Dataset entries
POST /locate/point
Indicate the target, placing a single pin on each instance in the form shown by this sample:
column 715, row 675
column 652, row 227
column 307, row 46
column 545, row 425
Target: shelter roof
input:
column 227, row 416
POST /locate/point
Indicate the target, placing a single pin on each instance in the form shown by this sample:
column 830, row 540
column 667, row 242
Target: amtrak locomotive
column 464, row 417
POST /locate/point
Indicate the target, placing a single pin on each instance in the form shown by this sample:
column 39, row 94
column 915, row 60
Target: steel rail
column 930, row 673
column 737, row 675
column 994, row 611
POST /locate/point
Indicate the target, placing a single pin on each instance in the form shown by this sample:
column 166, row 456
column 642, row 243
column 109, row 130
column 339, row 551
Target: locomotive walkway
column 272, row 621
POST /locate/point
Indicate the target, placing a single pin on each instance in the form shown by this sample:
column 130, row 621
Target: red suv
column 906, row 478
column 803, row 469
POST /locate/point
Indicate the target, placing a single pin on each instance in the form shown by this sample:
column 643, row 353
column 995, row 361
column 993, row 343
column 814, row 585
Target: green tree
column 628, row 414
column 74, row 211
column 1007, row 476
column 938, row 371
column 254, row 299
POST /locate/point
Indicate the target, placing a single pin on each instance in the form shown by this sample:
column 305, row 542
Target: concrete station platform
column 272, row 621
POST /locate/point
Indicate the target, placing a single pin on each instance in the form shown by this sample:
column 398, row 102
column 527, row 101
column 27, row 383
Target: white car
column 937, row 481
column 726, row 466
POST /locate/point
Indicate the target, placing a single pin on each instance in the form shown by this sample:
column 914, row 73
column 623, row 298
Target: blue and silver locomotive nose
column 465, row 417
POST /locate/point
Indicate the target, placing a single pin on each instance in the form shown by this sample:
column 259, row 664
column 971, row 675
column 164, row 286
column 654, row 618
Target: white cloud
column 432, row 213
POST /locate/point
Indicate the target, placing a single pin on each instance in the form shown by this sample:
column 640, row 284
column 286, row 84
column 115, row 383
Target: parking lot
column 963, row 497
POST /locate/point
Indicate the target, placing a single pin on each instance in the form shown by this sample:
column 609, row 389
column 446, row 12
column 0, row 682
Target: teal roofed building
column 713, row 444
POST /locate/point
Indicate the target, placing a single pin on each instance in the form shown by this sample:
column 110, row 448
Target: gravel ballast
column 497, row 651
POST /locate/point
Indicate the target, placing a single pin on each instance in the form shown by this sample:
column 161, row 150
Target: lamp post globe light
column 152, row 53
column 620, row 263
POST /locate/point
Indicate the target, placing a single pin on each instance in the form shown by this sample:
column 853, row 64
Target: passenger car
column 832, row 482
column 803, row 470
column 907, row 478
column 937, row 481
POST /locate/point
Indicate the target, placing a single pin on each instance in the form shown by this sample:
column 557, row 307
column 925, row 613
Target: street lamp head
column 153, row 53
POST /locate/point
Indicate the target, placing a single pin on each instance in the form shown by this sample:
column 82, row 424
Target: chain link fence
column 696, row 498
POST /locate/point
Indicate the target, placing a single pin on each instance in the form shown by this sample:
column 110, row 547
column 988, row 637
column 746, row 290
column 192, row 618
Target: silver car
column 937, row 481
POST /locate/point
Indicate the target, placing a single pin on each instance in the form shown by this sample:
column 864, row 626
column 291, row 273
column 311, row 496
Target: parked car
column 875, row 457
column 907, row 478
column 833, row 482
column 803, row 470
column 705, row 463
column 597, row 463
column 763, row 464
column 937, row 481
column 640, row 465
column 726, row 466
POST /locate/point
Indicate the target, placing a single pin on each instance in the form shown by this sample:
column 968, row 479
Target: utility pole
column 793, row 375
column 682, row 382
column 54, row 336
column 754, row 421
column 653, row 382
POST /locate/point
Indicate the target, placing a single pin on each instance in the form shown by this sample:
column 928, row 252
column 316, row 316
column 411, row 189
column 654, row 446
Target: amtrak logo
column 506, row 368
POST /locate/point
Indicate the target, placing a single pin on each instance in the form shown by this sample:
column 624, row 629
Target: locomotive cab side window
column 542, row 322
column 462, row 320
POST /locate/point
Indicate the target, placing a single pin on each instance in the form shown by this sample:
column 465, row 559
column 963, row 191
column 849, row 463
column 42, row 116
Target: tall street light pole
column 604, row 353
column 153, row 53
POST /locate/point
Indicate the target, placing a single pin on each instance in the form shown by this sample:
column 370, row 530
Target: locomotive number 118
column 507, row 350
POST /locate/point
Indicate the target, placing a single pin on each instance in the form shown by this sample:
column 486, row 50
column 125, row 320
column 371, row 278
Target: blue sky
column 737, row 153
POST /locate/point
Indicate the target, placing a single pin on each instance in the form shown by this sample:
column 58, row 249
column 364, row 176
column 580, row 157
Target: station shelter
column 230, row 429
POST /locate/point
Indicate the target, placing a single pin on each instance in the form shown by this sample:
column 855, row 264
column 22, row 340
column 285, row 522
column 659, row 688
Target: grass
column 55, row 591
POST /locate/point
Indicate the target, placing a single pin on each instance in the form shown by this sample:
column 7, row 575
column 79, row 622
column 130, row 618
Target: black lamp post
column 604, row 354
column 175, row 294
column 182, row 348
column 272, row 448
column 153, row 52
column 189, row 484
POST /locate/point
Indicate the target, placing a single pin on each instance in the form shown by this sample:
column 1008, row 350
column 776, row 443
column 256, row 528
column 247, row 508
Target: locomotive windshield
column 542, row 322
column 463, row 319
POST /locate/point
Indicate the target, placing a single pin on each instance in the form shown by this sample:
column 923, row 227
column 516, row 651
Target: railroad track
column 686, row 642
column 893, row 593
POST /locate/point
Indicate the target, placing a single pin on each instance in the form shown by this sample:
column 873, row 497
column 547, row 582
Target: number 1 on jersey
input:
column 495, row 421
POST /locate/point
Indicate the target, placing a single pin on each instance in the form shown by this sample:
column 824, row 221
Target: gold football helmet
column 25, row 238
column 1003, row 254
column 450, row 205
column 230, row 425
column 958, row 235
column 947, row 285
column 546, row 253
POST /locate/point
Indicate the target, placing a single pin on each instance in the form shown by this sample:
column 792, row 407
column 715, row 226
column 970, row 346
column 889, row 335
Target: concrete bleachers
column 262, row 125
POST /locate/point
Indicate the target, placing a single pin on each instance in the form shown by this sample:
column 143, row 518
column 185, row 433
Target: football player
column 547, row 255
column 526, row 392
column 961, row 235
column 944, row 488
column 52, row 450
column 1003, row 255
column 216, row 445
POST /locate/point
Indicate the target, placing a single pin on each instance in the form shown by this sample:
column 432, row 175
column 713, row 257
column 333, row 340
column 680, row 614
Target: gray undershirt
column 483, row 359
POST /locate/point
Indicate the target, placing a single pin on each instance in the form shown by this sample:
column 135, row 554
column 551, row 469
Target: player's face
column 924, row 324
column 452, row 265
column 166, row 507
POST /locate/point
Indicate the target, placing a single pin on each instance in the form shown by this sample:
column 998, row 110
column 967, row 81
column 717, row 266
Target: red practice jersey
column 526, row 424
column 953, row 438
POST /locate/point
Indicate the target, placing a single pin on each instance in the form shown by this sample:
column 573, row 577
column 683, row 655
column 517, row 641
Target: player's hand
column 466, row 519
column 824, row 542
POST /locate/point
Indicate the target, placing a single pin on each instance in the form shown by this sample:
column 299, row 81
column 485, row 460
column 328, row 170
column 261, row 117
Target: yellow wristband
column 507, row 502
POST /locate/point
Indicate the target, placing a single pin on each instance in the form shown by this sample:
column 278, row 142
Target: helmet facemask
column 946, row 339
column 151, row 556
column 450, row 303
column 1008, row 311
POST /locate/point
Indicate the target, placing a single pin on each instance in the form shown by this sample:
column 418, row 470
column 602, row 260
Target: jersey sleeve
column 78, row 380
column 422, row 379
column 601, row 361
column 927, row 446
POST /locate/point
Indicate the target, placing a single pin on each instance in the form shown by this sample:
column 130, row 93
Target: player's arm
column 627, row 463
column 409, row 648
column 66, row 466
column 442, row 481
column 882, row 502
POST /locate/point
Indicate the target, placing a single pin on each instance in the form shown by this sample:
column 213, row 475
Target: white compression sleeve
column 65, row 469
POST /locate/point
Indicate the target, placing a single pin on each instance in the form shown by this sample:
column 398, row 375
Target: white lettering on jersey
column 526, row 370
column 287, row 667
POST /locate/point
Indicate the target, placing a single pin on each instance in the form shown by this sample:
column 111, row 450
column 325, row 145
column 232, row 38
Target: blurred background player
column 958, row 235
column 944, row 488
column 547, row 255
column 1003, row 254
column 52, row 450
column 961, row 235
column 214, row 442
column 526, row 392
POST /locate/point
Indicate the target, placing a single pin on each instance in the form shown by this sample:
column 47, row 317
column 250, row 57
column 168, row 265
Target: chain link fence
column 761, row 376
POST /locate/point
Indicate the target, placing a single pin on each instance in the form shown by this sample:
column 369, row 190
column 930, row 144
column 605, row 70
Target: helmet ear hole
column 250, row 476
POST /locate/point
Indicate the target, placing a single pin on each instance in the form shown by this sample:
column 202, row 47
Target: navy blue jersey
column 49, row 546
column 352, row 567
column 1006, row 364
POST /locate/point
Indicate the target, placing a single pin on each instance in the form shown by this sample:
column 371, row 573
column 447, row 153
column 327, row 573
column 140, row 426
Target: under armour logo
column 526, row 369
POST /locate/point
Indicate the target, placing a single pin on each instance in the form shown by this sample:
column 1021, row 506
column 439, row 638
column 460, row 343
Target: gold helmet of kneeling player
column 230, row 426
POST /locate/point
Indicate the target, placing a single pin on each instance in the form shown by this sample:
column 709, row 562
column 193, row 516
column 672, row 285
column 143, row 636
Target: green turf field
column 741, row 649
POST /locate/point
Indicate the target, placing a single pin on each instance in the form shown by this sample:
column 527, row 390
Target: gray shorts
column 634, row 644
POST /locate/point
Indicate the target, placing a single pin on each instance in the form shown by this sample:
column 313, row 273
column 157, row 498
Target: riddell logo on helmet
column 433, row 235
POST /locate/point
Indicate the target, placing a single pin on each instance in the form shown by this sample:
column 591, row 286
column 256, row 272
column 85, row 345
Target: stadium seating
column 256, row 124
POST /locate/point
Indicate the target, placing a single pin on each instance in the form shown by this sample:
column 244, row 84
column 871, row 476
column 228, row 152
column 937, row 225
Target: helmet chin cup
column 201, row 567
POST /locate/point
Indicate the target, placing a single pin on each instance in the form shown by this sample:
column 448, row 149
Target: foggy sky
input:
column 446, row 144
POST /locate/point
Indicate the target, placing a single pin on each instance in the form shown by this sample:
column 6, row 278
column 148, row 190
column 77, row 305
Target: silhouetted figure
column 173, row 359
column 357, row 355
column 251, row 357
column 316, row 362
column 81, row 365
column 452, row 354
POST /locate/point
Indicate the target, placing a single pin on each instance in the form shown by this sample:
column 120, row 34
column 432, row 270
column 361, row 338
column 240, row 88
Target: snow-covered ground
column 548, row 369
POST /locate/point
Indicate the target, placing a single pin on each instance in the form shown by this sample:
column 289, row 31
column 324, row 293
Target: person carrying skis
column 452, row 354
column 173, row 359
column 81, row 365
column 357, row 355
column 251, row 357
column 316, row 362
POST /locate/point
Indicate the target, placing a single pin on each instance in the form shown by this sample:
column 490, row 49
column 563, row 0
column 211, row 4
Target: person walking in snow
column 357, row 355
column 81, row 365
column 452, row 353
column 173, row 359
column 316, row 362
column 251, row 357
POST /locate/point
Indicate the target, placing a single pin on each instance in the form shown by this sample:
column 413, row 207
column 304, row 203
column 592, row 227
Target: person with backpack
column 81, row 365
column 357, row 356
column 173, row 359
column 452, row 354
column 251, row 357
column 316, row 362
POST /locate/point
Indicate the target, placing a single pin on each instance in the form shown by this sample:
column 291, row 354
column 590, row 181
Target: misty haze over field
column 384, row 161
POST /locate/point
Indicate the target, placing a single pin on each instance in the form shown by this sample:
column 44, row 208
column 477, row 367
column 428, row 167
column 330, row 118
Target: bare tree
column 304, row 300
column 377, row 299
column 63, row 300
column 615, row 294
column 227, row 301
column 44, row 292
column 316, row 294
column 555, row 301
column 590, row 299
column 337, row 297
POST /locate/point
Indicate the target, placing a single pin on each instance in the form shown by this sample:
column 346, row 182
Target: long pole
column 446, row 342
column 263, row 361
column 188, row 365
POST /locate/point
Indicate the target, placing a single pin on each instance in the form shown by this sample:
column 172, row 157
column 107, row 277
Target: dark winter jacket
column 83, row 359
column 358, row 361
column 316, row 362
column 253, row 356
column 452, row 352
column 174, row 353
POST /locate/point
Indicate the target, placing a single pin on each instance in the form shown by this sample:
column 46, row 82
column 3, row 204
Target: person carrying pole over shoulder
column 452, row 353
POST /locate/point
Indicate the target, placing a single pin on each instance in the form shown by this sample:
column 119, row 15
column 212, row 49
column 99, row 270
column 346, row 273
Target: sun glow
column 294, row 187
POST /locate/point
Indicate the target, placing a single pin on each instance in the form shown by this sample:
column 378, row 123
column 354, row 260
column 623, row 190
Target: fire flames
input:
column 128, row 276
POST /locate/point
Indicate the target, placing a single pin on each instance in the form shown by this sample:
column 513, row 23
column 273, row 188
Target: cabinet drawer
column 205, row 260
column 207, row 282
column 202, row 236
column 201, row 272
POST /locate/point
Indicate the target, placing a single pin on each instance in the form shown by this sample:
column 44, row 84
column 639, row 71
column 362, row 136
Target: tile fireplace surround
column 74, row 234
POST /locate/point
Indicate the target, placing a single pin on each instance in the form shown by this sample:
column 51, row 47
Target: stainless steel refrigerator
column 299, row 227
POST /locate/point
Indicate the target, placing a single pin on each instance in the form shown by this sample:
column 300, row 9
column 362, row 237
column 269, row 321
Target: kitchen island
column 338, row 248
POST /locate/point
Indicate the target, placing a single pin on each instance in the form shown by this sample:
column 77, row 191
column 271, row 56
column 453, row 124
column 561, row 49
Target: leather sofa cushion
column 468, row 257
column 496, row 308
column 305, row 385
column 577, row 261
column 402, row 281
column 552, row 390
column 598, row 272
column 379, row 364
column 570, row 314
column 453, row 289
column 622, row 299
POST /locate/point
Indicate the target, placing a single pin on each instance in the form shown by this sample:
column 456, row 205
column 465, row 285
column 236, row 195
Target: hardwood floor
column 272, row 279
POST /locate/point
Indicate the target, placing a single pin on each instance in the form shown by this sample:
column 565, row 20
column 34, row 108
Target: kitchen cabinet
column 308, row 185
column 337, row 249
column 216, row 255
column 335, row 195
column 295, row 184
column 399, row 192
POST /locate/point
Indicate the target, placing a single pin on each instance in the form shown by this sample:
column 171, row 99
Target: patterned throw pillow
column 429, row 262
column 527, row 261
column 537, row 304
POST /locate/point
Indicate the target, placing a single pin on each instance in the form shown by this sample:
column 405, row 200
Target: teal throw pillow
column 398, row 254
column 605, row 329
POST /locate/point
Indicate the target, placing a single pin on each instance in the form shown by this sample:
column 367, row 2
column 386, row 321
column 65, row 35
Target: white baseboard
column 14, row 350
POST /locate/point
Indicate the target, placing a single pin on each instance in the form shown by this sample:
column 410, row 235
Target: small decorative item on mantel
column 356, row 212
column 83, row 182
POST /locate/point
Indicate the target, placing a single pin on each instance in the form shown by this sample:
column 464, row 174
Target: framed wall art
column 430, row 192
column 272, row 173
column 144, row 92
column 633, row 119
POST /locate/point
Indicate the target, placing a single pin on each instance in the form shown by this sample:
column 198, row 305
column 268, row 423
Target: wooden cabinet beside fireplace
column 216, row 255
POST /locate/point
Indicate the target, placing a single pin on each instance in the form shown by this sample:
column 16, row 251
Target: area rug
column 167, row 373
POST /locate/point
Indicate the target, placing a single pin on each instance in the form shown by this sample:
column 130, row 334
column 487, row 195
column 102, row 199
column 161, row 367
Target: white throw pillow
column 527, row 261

**EXERCISE DESCRIPTION**
Please restate, word for word, the lines of the entries that run from the first line through the one holding "column 130, row 621", and add nothing.

**EXERCISE OUTPUT**
POST /locate/point
Indicate the target, placing a single pin on each instance in the form shown by this sample:
column 715, row 675
column 652, row 227
column 307, row 46
column 545, row 425
Target: shelter roof
input:
column 227, row 416
POST /locate/point
Indicate the target, placing a single pin on each instance in the form shown by this sample:
column 830, row 540
column 667, row 242
Target: amtrak locomotive
column 464, row 417
POST /locate/point
Indicate the target, placing a single pin on each instance in the form shown by this sample:
column 39, row 94
column 915, row 60
Target: steel rail
column 930, row 673
column 737, row 675
column 994, row 611
POST /locate/point
Indicate the target, placing a single pin on each instance in the form shown by this sample:
column 166, row 456
column 642, row 243
column 109, row 130
column 339, row 551
Target: locomotive walkway
column 272, row 621
POST /locate/point
Indicate the target, placing a single pin on each instance in the form shown by this sample:
column 130, row 621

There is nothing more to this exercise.